• **Text shown**
■ ■ ■

1
votes

I have a somewhat complex use-case for the fulltext features in AQL. I have a large, hierarchical document that is returned as the result of a graph traversal. This constructs something like a social network feed. It's analogous to posts of various categories with comments as child documents that contain their own structures. The returned data looks something like this:

[
  {
     "data": {
       "_key": "",
       "_id": "someCollection/someKey",
       "_rev": "",
       "userID": "12345",
       "otherAttributeOfFeedEvent": "",
       .
       .
       .
     },
     "date": "2016-10-25",
     "category": "",
     "children": [
       {
         "category": "",
         "child": "myCollection/childDocumentKey",
         "date": "2016-10-26"
       },
       { sameStructureAsAbove },
       { anotherChildLikeAbove },
    ]
  },
  { etc }
]

Of course, the attributes that would be fulltext searched for each of these event types that go into a feed are different and numerous, and I need to, for a given user input, search them all simultaneously. My initial thought is that, since the _key of each document, no matter whether a parent or child in the feed, is guaranteed to be listed in this structure, I could create some sort of collection that contains all the documents as identified by their keys.

■ ■ ■

• **Dataset records**
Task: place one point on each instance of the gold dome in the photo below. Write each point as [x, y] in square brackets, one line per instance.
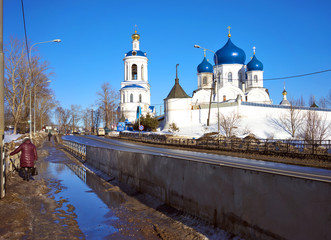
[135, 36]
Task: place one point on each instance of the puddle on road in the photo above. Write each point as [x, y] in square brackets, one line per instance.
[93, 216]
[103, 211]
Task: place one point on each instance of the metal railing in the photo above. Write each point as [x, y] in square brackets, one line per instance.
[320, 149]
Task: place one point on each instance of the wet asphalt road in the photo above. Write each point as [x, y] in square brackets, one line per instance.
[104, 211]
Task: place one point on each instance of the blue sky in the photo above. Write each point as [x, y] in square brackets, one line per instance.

■ ■ ■

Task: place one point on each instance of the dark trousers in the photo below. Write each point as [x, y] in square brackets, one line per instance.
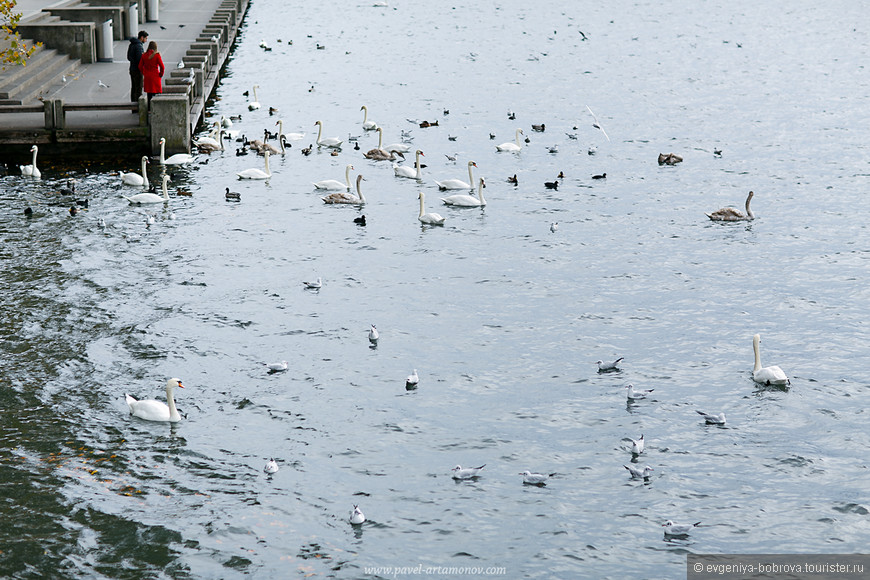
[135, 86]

■ ■ ■

• **Written tasks**
1. Gather every line of the rows that contains the string "below", matching case exactly.
2. Please carry on the post about fulltext search in AQL from the point where it stops.
The rows have no connection to the post about fulltext search in AQL.

• **Answers to the exercises**
1.
Task: place one point on each instance of the gold dome in the photo below. Write each point as [x, y] in square brackets, one line per instance.
Task: place one point on each instance of the dark trousers in the photo below. Write each point as [x, y] in square brackets, one line per instance.

2.
A challenge is that this fulltext search needs to retain the hierarchy. Back to the social network comments analogy, if a user searches a term that exists in a comment (i.e. a child event), the query should return the parent event with a flag on every child event that matched the term, so that the interface can display the context for the search result (else, a secondary query to get the context would be needed).

This hierarchical structure as defined above is generated by a graph traversal on a graph with a structure that looks something like this:

profile ---> event ---> childEvent
     |                    ^
     |                    |
      \------------------/

The query that generates the data looks something like this:

let events = (
    for v, e, p in 1..3 outbound @profileKey graph 'myGraph' options { "uniqueEdges": "global"}
        filter e.type == "hasEvent"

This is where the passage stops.